**Work order**.
Search the material for lines containing the word "target", and copy each one.
▬▬▬▬▬▬▬▬▬▬
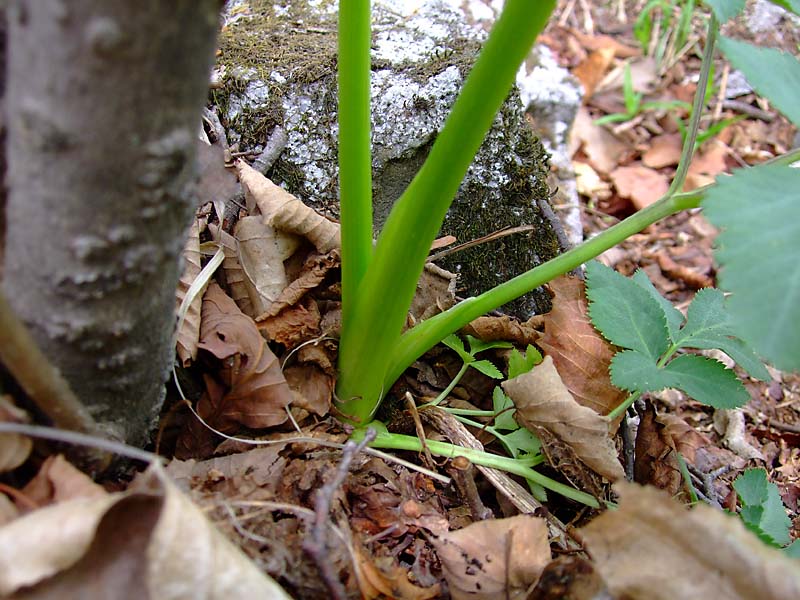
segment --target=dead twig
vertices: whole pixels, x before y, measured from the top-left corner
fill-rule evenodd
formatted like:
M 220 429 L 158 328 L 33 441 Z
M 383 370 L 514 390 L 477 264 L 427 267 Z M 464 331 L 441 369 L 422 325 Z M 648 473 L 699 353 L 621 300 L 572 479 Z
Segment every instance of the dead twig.
M 504 229 L 500 229 L 488 235 L 484 235 L 474 240 L 464 242 L 463 244 L 459 244 L 458 246 L 453 246 L 452 248 L 447 248 L 446 250 L 442 250 L 441 252 L 432 254 L 431 256 L 428 257 L 428 262 L 436 262 L 437 260 L 441 260 L 445 256 L 450 256 L 451 254 L 455 254 L 456 252 L 461 252 L 462 250 L 466 250 L 467 248 L 472 248 L 474 246 L 480 246 L 481 244 L 493 242 L 495 240 L 499 240 L 500 238 L 506 237 L 507 235 L 514 235 L 515 233 L 525 233 L 527 231 L 533 231 L 534 229 L 536 229 L 536 227 L 534 227 L 533 225 L 519 225 L 518 227 L 505 227 Z
M 370 428 L 364 434 L 364 439 L 358 444 L 348 441 L 342 449 L 342 460 L 336 468 L 333 478 L 322 486 L 314 497 L 314 521 L 311 526 L 310 535 L 303 541 L 303 551 L 308 554 L 314 564 L 319 569 L 320 576 L 328 586 L 331 597 L 334 600 L 344 600 L 347 598 L 347 590 L 339 576 L 333 568 L 333 564 L 328 560 L 328 520 L 330 518 L 333 497 L 336 491 L 344 482 L 350 472 L 350 464 L 353 459 L 361 452 L 367 444 L 375 439 L 375 430 Z
M 450 462 L 450 468 L 447 469 L 450 476 L 458 488 L 459 493 L 464 498 L 469 506 L 469 511 L 472 513 L 472 518 L 476 521 L 484 521 L 491 519 L 494 515 L 490 508 L 481 500 L 478 493 L 478 486 L 475 485 L 475 470 L 472 468 L 472 463 L 466 456 L 456 456 Z

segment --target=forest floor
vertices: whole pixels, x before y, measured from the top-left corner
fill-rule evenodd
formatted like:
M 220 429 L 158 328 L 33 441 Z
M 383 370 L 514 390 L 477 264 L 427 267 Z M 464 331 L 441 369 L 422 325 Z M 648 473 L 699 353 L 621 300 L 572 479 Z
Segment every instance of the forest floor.
M 652 45 L 645 51 L 633 31 L 644 4 L 639 0 L 560 0 L 558 12 L 541 38 L 586 90 L 571 134 L 571 152 L 587 238 L 657 200 L 667 190 L 680 156 L 678 121 L 687 118 L 687 111 L 665 107 L 668 102 L 692 100 L 700 67 L 696 42 L 703 37 L 702 22 L 696 17 L 685 39 L 673 43 L 674 32 L 662 20 L 651 32 Z M 800 42 L 800 32 L 788 19 L 756 32 L 741 19 L 729 27 L 730 33 L 744 39 L 791 53 L 796 53 Z M 658 50 L 659 40 L 665 42 L 663 52 Z M 660 56 L 654 58 L 655 53 Z M 634 91 L 642 94 L 642 101 L 661 104 L 628 111 L 629 118 L 617 123 L 597 125 L 597 118 L 627 111 L 625 65 L 629 65 Z M 692 163 L 689 188 L 711 183 L 732 169 L 763 162 L 795 145 L 795 128 L 765 100 L 746 90 L 729 93 L 741 84 L 721 60 L 714 81 L 709 118 L 702 123 L 703 130 L 713 135 L 703 141 Z M 717 131 L 715 126 L 726 120 L 731 122 Z M 254 171 L 237 169 L 248 200 L 253 198 L 250 204 L 261 206 L 261 194 L 275 193 L 263 187 L 261 176 Z M 214 178 L 215 185 L 225 187 L 233 175 L 220 164 Z M 202 265 L 201 243 L 213 240 L 229 250 L 237 247 L 226 241 L 222 227 L 215 227 L 222 218 L 214 216 L 211 204 L 199 214 L 197 245 L 187 254 L 196 272 Z M 662 295 L 685 311 L 698 290 L 716 283 L 715 234 L 699 211 L 691 211 L 649 227 L 606 252 L 601 261 L 626 276 L 643 270 Z M 751 400 L 734 411 L 714 411 L 674 390 L 643 398 L 636 406 L 637 415 L 627 424 L 627 441 L 623 441 L 623 432 L 611 438 L 616 468 L 619 463 L 627 464 L 625 456 L 635 446 L 637 458 L 627 464 L 627 474 L 637 483 L 659 487 L 668 494 L 652 496 L 629 490 L 622 494 L 623 505 L 628 502 L 629 508 L 618 513 L 625 515 L 627 523 L 613 520 L 615 511 L 598 518 L 600 511 L 553 491 L 542 503 L 525 487 L 524 480 L 476 470 L 469 461 L 447 460 L 425 451 L 397 451 L 392 458 L 352 445 L 343 451 L 350 429 L 330 414 L 336 351 L 331 337 L 339 314 L 337 252 L 315 251 L 309 246 L 287 260 L 284 275 L 293 283 L 266 317 L 252 306 L 248 310 L 241 304 L 237 307 L 247 291 L 232 286 L 230 274 L 239 277 L 241 284 L 242 273 L 248 273 L 246 265 L 243 268 L 237 260 L 248 259 L 228 253 L 222 267 L 227 277 L 223 283 L 233 299 L 212 284 L 202 313 L 198 308 L 186 317 L 200 335 L 201 352 L 194 364 L 182 358 L 191 366 L 179 370 L 178 379 L 182 393 L 197 402 L 190 411 L 173 386 L 153 450 L 168 457 L 170 480 L 244 551 L 252 560 L 248 564 L 268 573 L 292 597 L 588 600 L 613 597 L 604 595 L 607 587 L 620 589 L 611 584 L 609 572 L 616 572 L 615 576 L 635 573 L 645 582 L 652 576 L 655 586 L 655 574 L 670 569 L 686 573 L 687 585 L 695 586 L 684 588 L 688 590 L 685 597 L 721 597 L 717 595 L 720 589 L 746 589 L 748 578 L 780 579 L 771 570 L 776 564 L 770 562 L 774 557 L 758 562 L 759 542 L 741 541 L 738 530 L 727 538 L 715 537 L 717 515 L 712 513 L 721 513 L 718 508 L 684 511 L 669 496 L 688 504 L 690 491 L 695 491 L 710 504 L 736 511 L 734 479 L 747 468 L 761 467 L 777 485 L 792 520 L 792 537 L 800 537 L 800 376 L 770 369 L 771 380 L 762 382 L 736 367 Z M 184 294 L 195 275 L 185 278 Z M 437 274 L 427 276 L 433 281 Z M 433 295 L 434 303 L 447 287 L 447 281 L 436 281 L 443 287 Z M 529 343 L 552 349 L 554 338 L 583 335 L 585 330 L 579 331 L 576 325 L 587 323 L 581 292 L 569 284 L 557 284 L 554 293 L 554 315 L 528 323 L 490 316 L 475 323 L 468 333 L 484 341 L 505 337 L 520 350 Z M 271 341 L 275 354 L 264 338 Z M 720 354 L 711 356 L 728 360 Z M 492 348 L 481 354 L 481 359 L 500 366 L 507 375 L 507 349 Z M 387 402 L 379 416 L 392 431 L 431 443 L 449 439 L 502 453 L 503 448 L 488 433 L 489 421 L 463 427 L 452 418 L 431 416 L 431 411 L 406 404 L 407 393 L 418 399 L 418 404 L 438 395 L 461 366 L 458 355 L 449 349 L 440 346 L 432 350 L 393 388 L 390 395 L 397 400 Z M 452 391 L 449 405 L 496 408 L 496 383 L 470 369 Z M 603 393 L 616 394 L 618 402 L 618 392 L 609 389 L 606 385 Z M 287 410 L 290 406 L 291 412 Z M 11 415 L 6 418 L 14 418 L 11 408 L 0 404 L 2 410 Z M 197 413 L 205 423 L 198 420 Z M 524 446 L 519 443 L 518 449 Z M 565 450 L 569 442 L 550 443 L 555 446 L 547 452 L 550 464 L 538 470 L 581 487 L 600 501 L 616 499 L 608 481 L 596 470 L 574 464 L 581 461 L 570 454 L 572 449 Z M 576 453 L 580 456 L 580 451 Z M 691 486 L 681 473 L 679 453 L 688 464 Z M 136 585 L 131 586 L 113 569 L 112 562 L 121 560 L 120 555 L 129 566 L 148 569 L 148 577 L 160 570 L 161 578 L 154 580 L 159 585 L 183 584 L 194 578 L 196 588 L 185 597 L 199 597 L 208 588 L 222 589 L 223 581 L 230 584 L 229 590 L 263 592 L 258 583 L 252 583 L 250 567 L 240 564 L 241 557 L 223 552 L 224 544 L 208 532 L 203 517 L 194 515 L 191 505 L 174 499 L 174 489 L 162 479 L 163 474 L 131 474 L 132 482 L 123 477 L 102 482 L 101 488 L 65 461 L 43 458 L 31 459 L 38 474 L 18 479 L 24 486 L 13 487 L 0 480 L 0 525 L 13 523 L 34 508 L 83 499 L 73 512 L 65 513 L 89 523 L 89 533 L 81 538 L 83 545 L 77 546 L 80 551 L 75 550 L 74 540 L 59 533 L 69 528 L 56 527 L 56 517 L 26 524 L 25 529 L 26 535 L 33 538 L 35 532 L 53 548 L 67 544 L 59 554 L 62 558 L 54 559 L 57 566 L 47 570 L 48 576 L 70 570 L 71 580 L 56 583 L 67 587 L 55 588 L 66 593 L 65 597 L 68 590 L 75 589 L 84 598 L 142 597 Z M 30 465 L 26 473 L 32 473 Z M 125 506 L 133 506 L 127 512 L 106 495 L 126 489 L 119 497 L 128 502 Z M 163 505 L 153 500 L 157 496 L 154 490 L 166 494 Z M 131 504 L 132 499 L 139 504 Z M 167 518 L 169 506 L 172 512 Z M 118 510 L 112 511 L 112 507 Z M 521 512 L 541 518 L 523 517 Z M 190 516 L 199 520 L 181 520 Z M 168 531 L 151 533 L 158 530 L 159 519 L 162 528 L 169 524 Z M 711 522 L 713 527 L 705 529 Z M 3 539 L 0 528 L 0 541 Z M 23 546 L 19 546 L 20 564 L 25 556 Z M 29 551 L 38 556 L 41 544 Z M 81 561 L 68 558 L 70 554 L 81 556 L 81 551 L 85 552 Z M 728 564 L 707 563 L 709 556 L 721 556 Z M 736 562 L 750 556 L 754 558 L 746 559 L 746 567 Z M 703 581 L 705 575 L 708 581 Z M 82 578 L 90 576 L 102 582 L 105 587 L 98 589 L 103 592 L 80 587 L 85 581 Z M 20 569 L 19 581 L 35 583 L 43 577 L 37 568 Z M 239 588 L 237 577 L 241 578 Z M 251 584 L 253 587 L 247 587 Z M 0 575 L 0 595 L 2 585 L 8 584 Z M 661 597 L 652 594 L 651 590 L 628 597 Z M 236 592 L 233 595 L 243 597 Z M 769 597 L 789 596 L 776 592 Z

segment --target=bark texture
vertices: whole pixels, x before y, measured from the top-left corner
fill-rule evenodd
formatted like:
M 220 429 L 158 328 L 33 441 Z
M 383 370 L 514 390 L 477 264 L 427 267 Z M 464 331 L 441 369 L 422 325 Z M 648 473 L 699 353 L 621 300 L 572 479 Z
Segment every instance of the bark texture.
M 173 358 L 219 0 L 11 0 L 3 288 L 111 435 L 147 440 Z

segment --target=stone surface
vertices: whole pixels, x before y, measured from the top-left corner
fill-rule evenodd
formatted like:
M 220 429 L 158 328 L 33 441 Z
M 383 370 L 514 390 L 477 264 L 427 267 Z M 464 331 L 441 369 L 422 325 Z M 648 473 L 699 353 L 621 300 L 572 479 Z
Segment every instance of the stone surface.
M 421 3 L 413 11 L 393 2 L 374 4 L 377 230 L 424 162 L 486 34 L 446 0 Z M 283 126 L 289 142 L 270 177 L 337 216 L 335 3 L 229 2 L 218 62 L 223 87 L 212 99 L 221 108 L 230 141 L 238 141 L 240 150 L 257 151 L 274 126 Z M 521 74 L 530 71 L 529 65 Z M 553 109 L 569 104 L 563 96 L 550 103 Z M 556 137 L 563 139 L 567 127 L 555 125 Z M 532 135 L 514 90 L 471 165 L 442 234 L 462 243 L 506 227 L 533 225 L 534 230 L 447 259 L 444 266 L 461 277 L 460 295 L 489 289 L 560 251 L 548 204 L 548 170 L 547 153 Z M 506 308 L 527 317 L 547 310 L 549 298 L 539 290 Z

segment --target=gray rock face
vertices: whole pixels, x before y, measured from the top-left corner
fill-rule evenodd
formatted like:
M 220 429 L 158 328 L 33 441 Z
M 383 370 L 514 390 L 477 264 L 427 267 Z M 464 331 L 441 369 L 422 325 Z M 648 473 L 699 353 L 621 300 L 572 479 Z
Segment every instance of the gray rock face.
M 424 162 L 485 33 L 444 2 L 404 16 L 378 4 L 373 18 L 372 144 L 376 231 Z M 229 141 L 260 150 L 275 125 L 289 142 L 270 177 L 314 208 L 338 215 L 336 5 L 300 0 L 230 2 L 221 37 L 220 106 Z M 468 242 L 530 225 L 448 257 L 460 295 L 471 296 L 560 251 L 547 205 L 549 163 L 514 90 L 459 189 L 442 235 Z M 544 207 L 545 210 L 542 210 Z M 548 218 L 550 217 L 550 218 Z M 409 235 L 413 235 L 410 232 Z M 539 290 L 506 307 L 520 317 L 549 309 Z

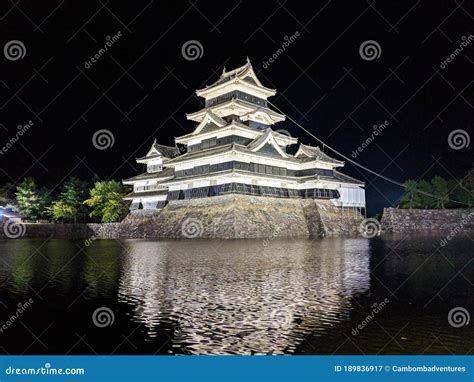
▬▬▬▬▬▬▬▬▬▬
**Exercise solution**.
segment --target=dead twig
segment --target=forest floor
segment --target=bark texture
segment --target=stone surface
segment --target=gray rock face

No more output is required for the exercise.